• Data provided
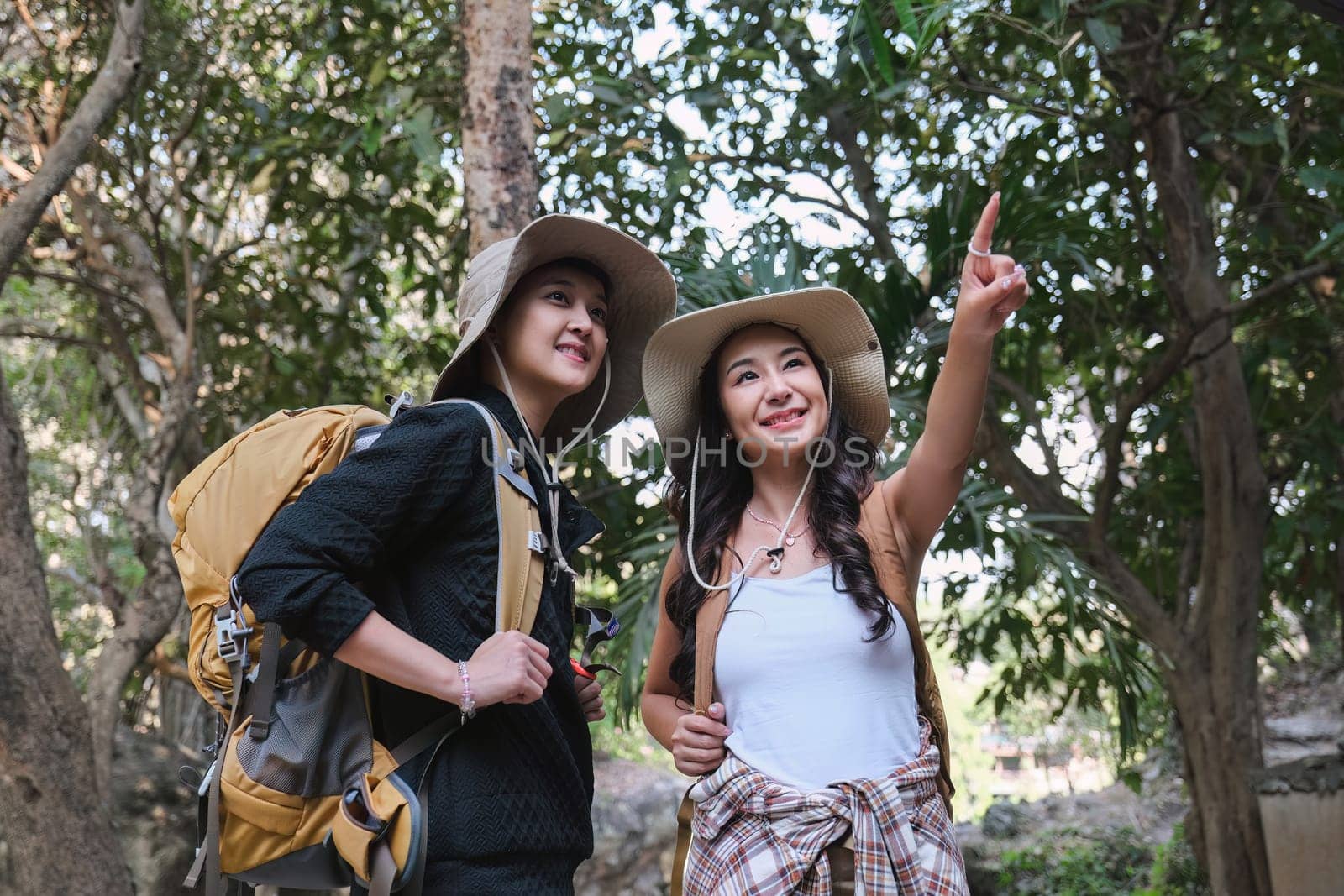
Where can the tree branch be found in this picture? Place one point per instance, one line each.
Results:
(112, 85)
(1133, 597)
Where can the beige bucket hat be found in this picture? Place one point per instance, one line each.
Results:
(643, 296)
(830, 320)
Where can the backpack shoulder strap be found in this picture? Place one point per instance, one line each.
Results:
(709, 621)
(522, 553)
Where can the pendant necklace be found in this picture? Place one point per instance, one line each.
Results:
(790, 539)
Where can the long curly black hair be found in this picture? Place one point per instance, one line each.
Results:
(723, 488)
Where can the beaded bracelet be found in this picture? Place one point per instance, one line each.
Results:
(468, 701)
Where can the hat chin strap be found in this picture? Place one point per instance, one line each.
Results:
(788, 521)
(553, 473)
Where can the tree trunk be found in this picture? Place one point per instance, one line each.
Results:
(57, 828)
(1214, 683)
(499, 137)
(1223, 821)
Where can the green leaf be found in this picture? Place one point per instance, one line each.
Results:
(420, 130)
(1104, 34)
(1320, 177)
(1331, 238)
(1260, 137)
(880, 49)
(906, 13)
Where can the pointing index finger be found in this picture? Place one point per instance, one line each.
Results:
(983, 239)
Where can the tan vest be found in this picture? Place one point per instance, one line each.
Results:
(878, 530)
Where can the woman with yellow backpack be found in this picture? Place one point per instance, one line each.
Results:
(393, 560)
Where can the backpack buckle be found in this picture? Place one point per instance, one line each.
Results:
(400, 403)
(232, 636)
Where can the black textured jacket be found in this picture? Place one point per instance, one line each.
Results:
(413, 520)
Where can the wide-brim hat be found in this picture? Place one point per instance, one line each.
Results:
(642, 297)
(828, 320)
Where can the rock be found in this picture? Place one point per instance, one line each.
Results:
(1005, 820)
(633, 829)
(155, 815)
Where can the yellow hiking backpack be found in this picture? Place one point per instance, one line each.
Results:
(299, 793)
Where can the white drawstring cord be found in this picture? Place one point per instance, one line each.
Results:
(553, 474)
(779, 544)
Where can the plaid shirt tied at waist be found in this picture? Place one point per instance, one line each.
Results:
(754, 835)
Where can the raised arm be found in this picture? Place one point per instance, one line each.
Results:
(992, 288)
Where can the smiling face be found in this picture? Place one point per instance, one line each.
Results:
(770, 391)
(551, 333)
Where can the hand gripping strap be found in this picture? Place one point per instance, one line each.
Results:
(709, 621)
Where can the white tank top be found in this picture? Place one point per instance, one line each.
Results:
(808, 700)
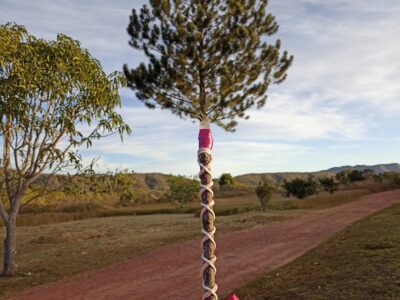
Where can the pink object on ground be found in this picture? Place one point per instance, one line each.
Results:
(205, 138)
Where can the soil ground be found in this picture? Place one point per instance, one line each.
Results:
(172, 272)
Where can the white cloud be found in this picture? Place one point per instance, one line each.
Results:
(341, 90)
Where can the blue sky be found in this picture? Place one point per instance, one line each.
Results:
(340, 104)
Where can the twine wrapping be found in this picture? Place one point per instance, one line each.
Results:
(207, 216)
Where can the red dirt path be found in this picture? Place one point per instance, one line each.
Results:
(173, 272)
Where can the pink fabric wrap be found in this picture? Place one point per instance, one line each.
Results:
(205, 138)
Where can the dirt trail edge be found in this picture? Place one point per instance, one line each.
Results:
(174, 272)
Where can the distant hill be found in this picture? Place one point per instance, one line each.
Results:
(273, 178)
(158, 181)
(377, 168)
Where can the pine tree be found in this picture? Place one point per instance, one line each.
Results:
(208, 60)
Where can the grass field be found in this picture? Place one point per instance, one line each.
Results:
(361, 262)
(54, 251)
(223, 207)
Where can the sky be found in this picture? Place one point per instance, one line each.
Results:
(339, 106)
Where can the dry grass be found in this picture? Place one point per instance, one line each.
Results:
(55, 251)
(361, 262)
(51, 252)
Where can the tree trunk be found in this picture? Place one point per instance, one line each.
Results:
(207, 216)
(10, 249)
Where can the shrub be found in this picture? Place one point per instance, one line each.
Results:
(328, 184)
(300, 188)
(182, 190)
(264, 193)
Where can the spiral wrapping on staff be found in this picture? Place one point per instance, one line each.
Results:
(207, 207)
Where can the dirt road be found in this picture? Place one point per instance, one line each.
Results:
(173, 272)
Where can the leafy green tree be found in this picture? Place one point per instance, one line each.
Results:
(328, 184)
(54, 97)
(342, 176)
(210, 61)
(264, 192)
(124, 186)
(182, 190)
(356, 175)
(226, 179)
(301, 188)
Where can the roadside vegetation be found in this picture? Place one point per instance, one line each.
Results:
(360, 262)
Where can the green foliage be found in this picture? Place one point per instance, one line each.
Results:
(207, 59)
(301, 188)
(182, 190)
(54, 97)
(349, 175)
(226, 180)
(264, 193)
(356, 175)
(124, 186)
(328, 184)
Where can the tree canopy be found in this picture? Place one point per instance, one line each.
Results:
(207, 59)
(54, 97)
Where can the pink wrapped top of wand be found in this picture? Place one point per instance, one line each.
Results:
(205, 137)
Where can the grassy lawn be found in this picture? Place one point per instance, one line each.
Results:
(361, 262)
(223, 207)
(50, 252)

• What the exercise asks
A bare number is the whole answer: how many lines in the listing hold the string "strap".

• Task solution
3